Your task: Exactly as written, transcribe the data that follows.

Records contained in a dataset
-- Opening Marker --
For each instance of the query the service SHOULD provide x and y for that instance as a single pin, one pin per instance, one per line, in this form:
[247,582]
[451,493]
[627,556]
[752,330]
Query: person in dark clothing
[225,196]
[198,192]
-- Closing Marker --
Solution for this problem:
For each instance of the query the service SHOULD provide x and y for that instance as a single pin, one pin per instance, one per line, in this form:
[247,582]
[451,493]
[627,556]
[752,330]
Query: person in dark clothing
[225,196]
[198,192]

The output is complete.